THE RECORDS:
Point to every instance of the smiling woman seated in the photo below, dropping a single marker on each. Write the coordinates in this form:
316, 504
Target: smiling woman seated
==
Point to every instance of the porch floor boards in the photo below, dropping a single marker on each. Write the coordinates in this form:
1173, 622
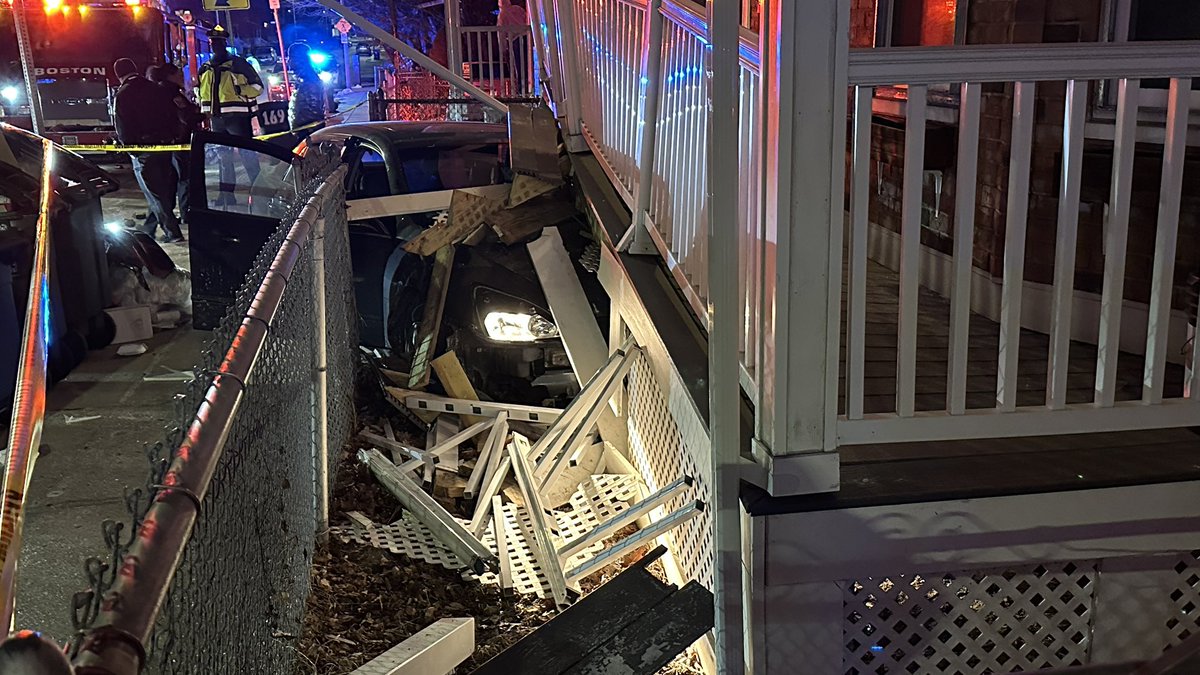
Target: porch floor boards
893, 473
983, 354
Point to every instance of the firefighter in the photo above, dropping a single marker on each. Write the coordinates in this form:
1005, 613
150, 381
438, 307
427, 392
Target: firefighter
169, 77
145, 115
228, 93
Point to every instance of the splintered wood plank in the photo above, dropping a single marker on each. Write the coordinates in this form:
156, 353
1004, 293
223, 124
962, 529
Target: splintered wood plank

WHAT IS NEEDED: Revise the lines from the one containing "Point to every instance of the firefighter" through the one containing "Target: splintered wood plank", inclusive, replacing "dropping a single marker" with "placing one marker" and leaving everything else unchanged. Return only those lines.

SOLUTION TO THE EXERCISE:
Point to every instance of the firefighter in the photo above, placing one marker on each. Write the coordinates in this form:
1005, 613
150, 381
438, 307
427, 392
Target: firefighter
169, 77
145, 115
228, 93
Point to every instance of the splintered wood plank in the photo above, placing one marker on each. Write the coordinates in this form:
156, 353
1004, 293
223, 124
962, 529
Target: splintered wood plank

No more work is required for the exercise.